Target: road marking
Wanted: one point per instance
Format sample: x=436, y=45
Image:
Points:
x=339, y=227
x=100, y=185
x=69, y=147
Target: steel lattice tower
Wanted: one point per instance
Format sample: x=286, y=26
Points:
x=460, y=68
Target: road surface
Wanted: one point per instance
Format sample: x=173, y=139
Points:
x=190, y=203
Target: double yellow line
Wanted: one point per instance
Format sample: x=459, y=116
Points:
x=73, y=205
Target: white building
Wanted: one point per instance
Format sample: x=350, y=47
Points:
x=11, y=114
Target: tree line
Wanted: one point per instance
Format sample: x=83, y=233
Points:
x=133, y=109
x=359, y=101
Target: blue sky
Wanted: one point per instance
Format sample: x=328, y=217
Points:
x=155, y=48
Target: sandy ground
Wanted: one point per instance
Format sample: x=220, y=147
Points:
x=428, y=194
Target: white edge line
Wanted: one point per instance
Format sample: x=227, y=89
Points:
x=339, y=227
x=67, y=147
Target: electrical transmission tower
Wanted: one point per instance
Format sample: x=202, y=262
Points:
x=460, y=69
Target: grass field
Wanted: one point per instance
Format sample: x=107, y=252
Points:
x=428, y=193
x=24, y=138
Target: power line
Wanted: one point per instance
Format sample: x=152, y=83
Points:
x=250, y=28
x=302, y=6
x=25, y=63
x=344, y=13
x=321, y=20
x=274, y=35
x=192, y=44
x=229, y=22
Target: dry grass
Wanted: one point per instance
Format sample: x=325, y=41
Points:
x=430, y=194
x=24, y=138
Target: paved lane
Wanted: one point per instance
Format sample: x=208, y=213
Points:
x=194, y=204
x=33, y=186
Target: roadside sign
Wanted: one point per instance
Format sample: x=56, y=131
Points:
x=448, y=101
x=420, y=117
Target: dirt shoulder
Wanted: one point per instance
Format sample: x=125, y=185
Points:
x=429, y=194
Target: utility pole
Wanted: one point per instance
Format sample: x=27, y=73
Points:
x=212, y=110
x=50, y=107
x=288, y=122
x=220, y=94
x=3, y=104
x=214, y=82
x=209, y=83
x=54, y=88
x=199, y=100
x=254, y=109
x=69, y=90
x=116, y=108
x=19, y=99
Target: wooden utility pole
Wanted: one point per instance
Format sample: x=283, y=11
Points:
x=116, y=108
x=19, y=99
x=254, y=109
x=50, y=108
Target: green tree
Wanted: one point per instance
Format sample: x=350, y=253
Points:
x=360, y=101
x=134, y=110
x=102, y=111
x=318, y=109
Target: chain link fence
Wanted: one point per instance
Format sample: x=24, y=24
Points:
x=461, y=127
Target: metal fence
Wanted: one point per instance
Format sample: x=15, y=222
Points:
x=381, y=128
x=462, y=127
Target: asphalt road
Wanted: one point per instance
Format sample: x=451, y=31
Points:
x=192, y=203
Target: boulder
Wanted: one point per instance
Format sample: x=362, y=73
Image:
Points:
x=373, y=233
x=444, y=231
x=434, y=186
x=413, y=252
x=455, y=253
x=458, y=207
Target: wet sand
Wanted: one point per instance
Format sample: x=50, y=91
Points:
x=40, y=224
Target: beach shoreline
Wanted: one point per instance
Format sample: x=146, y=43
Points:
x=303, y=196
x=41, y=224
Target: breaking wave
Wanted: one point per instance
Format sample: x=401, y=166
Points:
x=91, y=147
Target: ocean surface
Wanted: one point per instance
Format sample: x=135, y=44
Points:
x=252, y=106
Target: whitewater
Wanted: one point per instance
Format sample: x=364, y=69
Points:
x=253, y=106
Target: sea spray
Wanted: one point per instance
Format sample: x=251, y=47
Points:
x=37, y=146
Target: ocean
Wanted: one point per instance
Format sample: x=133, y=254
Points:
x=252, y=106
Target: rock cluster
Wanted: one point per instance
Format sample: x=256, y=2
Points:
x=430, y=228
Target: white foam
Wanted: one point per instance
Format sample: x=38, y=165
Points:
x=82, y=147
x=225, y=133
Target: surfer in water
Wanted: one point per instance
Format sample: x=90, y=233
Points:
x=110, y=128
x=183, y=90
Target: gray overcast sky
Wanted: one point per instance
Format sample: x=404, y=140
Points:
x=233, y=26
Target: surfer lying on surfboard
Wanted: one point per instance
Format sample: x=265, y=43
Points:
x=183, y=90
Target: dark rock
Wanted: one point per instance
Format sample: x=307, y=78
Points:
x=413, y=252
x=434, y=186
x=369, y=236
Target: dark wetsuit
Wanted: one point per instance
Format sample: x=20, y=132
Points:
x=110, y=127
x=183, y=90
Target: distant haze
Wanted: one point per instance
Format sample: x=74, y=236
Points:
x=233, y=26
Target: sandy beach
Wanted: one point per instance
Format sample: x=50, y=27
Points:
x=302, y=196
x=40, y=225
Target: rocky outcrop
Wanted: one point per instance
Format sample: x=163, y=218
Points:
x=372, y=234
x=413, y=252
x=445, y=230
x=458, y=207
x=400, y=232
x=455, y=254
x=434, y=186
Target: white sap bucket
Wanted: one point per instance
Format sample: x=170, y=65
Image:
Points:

____________

Rewrite the records from the line containing "Target: double yellow line" up to and including the line containing "x=428, y=194", keeping every line and leaving the requests and format samples unchanged, but raise each x and y coordinate in the answer points by 118.

Answer to this exercise:
Target: double yellow line
Wanted: one point per instance
Format sample: x=459, y=116
Points:
x=191, y=323
Target: white building
Wanted: one point per instance
Format sample: x=350, y=47
Points:
x=129, y=232
Target: tree line
Wanted: one point per instance
Format sample: x=83, y=233
Points:
x=251, y=227
x=477, y=219
Target: blue sky
Wanted: one point per instance
Format sample: x=328, y=217
Points:
x=273, y=166
Target: sandy ground
Wanted: one point per instance
Format sample: x=220, y=147
Points:
x=546, y=312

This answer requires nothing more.